* WORK TO DO: Pick out every line in the items below that contains the word "beach" and copy each of those lines.

────────────────────────────────────────

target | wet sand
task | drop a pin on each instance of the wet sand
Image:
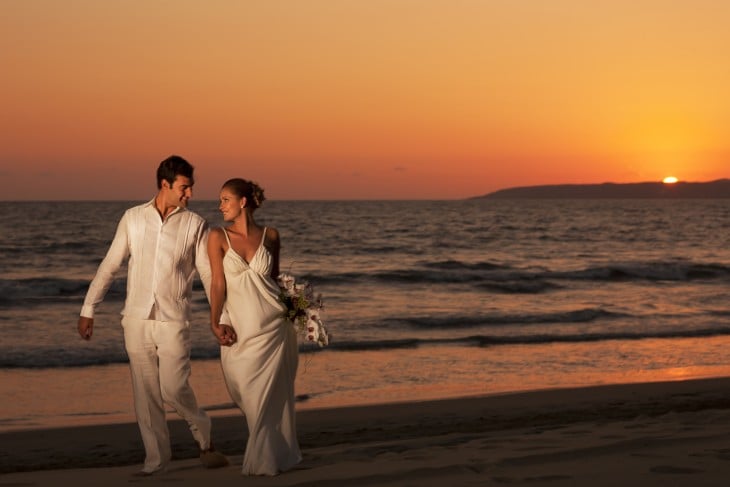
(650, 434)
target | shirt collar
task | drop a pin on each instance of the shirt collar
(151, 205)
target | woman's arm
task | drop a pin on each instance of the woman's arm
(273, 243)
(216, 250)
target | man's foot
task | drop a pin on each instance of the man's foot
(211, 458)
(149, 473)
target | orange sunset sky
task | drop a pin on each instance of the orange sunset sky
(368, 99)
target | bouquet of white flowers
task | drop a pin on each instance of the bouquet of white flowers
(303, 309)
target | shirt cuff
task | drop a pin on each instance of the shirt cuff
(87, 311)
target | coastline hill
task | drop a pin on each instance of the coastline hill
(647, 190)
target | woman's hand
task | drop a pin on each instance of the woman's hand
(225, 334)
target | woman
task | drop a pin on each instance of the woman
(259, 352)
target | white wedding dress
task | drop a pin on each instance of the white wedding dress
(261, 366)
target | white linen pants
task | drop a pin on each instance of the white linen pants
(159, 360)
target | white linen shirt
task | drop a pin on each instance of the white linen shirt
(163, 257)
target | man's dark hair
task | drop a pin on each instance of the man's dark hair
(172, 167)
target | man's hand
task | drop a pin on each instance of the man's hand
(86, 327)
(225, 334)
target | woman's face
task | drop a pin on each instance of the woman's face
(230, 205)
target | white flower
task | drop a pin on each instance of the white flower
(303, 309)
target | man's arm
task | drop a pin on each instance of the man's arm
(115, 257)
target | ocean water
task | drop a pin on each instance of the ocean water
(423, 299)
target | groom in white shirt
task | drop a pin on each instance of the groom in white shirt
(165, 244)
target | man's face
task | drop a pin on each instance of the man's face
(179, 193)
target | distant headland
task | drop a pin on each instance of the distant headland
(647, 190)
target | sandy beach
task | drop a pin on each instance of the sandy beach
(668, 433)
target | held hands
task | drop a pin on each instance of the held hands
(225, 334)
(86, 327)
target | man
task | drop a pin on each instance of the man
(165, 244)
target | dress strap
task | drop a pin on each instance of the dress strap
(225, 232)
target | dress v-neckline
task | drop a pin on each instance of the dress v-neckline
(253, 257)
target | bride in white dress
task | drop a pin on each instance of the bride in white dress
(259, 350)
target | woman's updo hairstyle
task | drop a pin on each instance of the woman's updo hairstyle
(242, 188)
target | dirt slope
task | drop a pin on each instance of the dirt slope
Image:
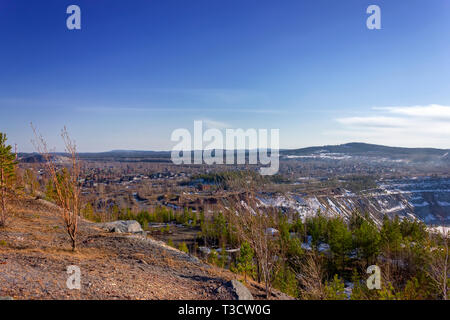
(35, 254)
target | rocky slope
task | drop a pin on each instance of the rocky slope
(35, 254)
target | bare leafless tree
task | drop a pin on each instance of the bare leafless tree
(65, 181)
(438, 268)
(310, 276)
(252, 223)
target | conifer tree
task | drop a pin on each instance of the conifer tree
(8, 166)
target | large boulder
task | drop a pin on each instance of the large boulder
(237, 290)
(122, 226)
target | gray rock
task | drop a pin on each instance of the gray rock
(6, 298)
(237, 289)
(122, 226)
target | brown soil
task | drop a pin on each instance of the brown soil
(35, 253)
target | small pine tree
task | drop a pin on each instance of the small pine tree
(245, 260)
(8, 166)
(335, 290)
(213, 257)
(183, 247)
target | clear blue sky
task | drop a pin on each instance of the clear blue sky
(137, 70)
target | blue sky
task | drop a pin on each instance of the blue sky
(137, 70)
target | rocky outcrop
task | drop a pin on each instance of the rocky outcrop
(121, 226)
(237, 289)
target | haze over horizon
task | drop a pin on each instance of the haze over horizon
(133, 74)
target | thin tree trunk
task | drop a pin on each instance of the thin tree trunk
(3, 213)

────────────────────────────────────────

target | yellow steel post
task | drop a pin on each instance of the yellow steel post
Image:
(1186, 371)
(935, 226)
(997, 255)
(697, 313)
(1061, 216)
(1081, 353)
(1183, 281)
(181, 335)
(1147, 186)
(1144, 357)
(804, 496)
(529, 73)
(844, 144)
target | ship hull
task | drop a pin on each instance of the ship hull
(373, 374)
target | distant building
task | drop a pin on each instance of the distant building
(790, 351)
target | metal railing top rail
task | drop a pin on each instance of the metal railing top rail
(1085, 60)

────────────────────────────────────────

* FINAL RESULT:
target | sandy beach
task | drop a pin on each instance of the sandy beach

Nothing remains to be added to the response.